■ WHAT IS REQUIRED ■
Please set down each of the lines below once more, exactly, omitting all pictures.

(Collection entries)
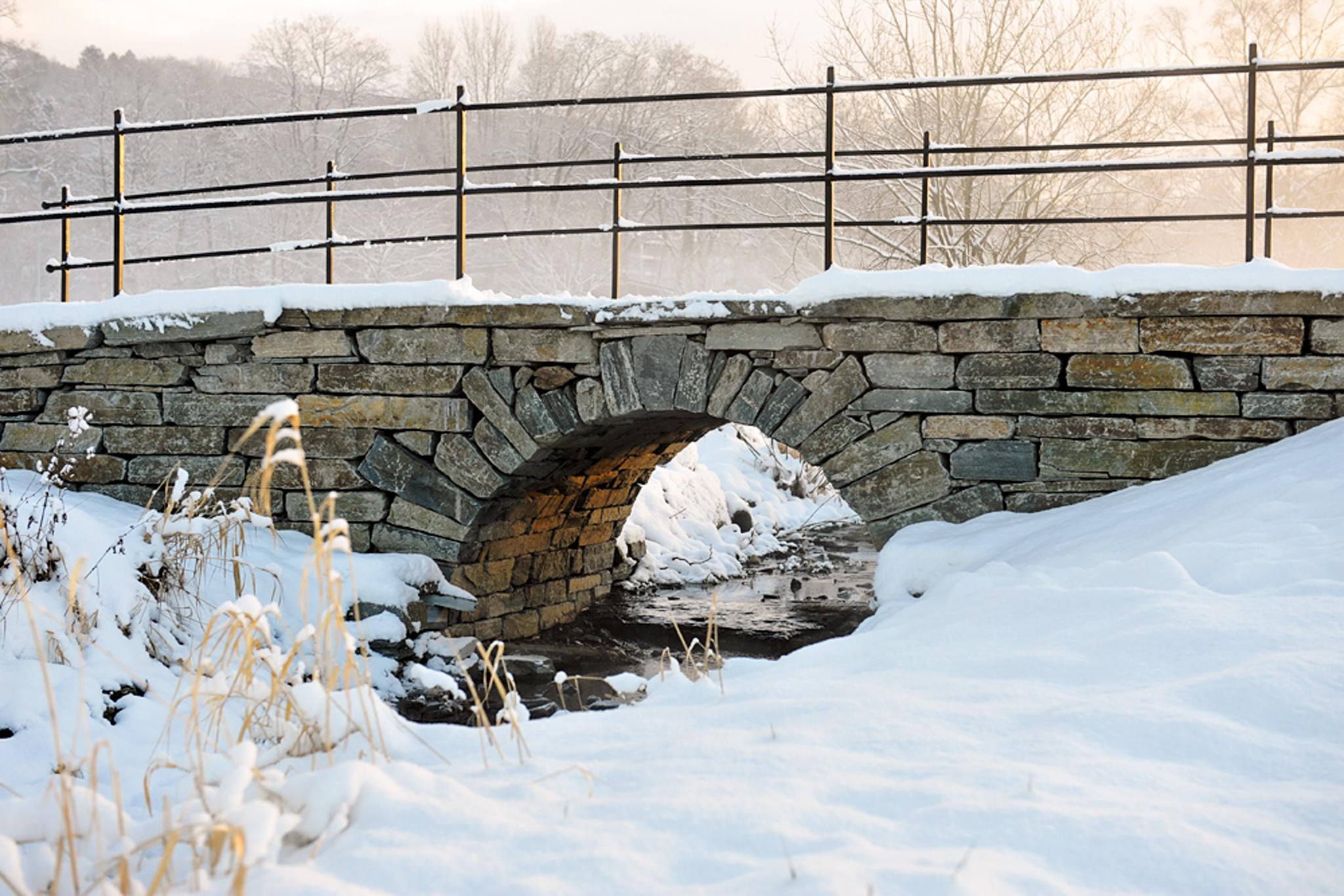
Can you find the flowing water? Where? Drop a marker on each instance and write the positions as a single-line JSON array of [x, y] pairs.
[[820, 589]]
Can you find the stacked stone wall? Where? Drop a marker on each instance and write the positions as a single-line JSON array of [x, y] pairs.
[[510, 441]]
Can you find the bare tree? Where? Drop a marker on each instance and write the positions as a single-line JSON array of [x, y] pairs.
[[319, 64], [886, 39]]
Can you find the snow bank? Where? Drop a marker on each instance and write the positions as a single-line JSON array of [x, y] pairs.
[[721, 501], [932, 281]]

■ RESPONSE FOR THIS EXERCISE ■
Can you find the flowing water? Where? Drop a marker on each instance and write the positions as a single-line JSON array of [x, y] pairs.
[[820, 589]]
Can you find the stacked stone wall? Where? Drop a marker on each instance and write the positions as a single-line JSON array of [x, y] pairs.
[[510, 441]]
Can you find the bare tree? Where? Drop a marker on each instance and write the positions as a single-line JSON array of [x, y] pairs.
[[319, 64], [886, 39]]
Can you find the snow bank? Where? Drop a marker on each instance and write the positions as a single-line JSON array of [x, y] pairs.
[[721, 501], [932, 281]]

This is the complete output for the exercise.